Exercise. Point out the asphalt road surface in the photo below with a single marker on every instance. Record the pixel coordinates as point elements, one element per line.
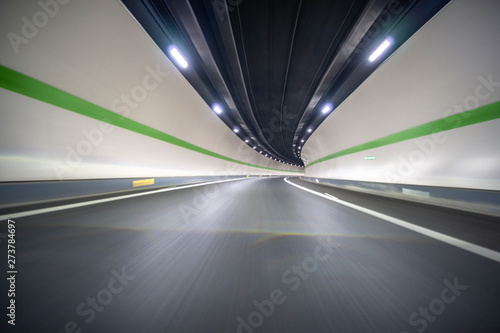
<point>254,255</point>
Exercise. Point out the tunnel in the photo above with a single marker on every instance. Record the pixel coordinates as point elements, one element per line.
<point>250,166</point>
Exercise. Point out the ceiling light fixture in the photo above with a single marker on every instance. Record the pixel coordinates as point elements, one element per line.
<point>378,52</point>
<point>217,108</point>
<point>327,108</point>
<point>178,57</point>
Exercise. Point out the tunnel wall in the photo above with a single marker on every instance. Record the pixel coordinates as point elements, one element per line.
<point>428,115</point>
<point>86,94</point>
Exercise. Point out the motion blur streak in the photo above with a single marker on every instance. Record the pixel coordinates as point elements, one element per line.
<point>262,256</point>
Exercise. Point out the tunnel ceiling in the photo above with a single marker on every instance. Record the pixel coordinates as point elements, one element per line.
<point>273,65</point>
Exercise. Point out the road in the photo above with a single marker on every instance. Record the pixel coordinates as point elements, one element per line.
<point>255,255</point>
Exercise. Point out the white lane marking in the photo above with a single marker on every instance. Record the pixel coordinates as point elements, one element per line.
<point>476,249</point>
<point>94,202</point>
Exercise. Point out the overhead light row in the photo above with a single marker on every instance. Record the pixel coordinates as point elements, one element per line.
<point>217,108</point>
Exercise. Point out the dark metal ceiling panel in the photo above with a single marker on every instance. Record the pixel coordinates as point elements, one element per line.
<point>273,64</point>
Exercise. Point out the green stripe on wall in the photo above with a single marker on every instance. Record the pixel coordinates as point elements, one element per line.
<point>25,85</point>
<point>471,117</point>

◇ ◇ ◇ ◇

> [To do] Transcribe the records word for word and include no pictures.

> [Answer for this exercise]
Exercise. Point out the asphalt road surface in the photo below with a single marker on every instance. Record the pixel coordinates as point elements, one element per line.
<point>254,255</point>
Exercise. Point out the tunnel in the photo above with a single marker on every instance. Record the pixel coordinates as point elements, one element per line.
<point>250,166</point>
Exercise. Point out the ceiling light fixture in the photo above with a single marker on every instance. Record the pixel coordinates as point elements, one element per line.
<point>378,52</point>
<point>217,108</point>
<point>327,108</point>
<point>178,57</point>
Exercise. Point out the tunnel wall in the photo above with a single marker on every instance. Record the pixel coordinates as point elements, one element per line.
<point>428,115</point>
<point>86,94</point>
Exercise. Point out the motion blur streak in the photo above with a single marker on every instance. Record the pixel coordinates as point elements, one element per line.
<point>262,256</point>
Exercise. Point out the tunnel ceiling in the photo above with a single marker on every instance. Record the pixel coordinates as point elements, one element per line.
<point>273,65</point>
Exercise. Point out the road in the photo above with a single marker on every instance. Record the pixel coordinates as point elements, one element per line.
<point>255,255</point>
Exercise. Point out the white lane marking in the photo above with a single marker on every instance. Record the pixel coordinates as point elements, one element per line.
<point>476,249</point>
<point>94,202</point>
Exercise. Point out the overhead light row in the photo above with a single marker on every instance. Record the pixel coordinates as point elements, one element per line.
<point>217,108</point>
Exercise. Point out the dark metal ceiling panel in the photo above with a single marker on every instance. Record the pixel coordinates as point elements, one element per line.
<point>273,64</point>
Exercise. Point out the green stripe on wall in the photo above with a single marker on every instance. Record the pixel coordinates as point elements, one element per line.
<point>25,85</point>
<point>471,117</point>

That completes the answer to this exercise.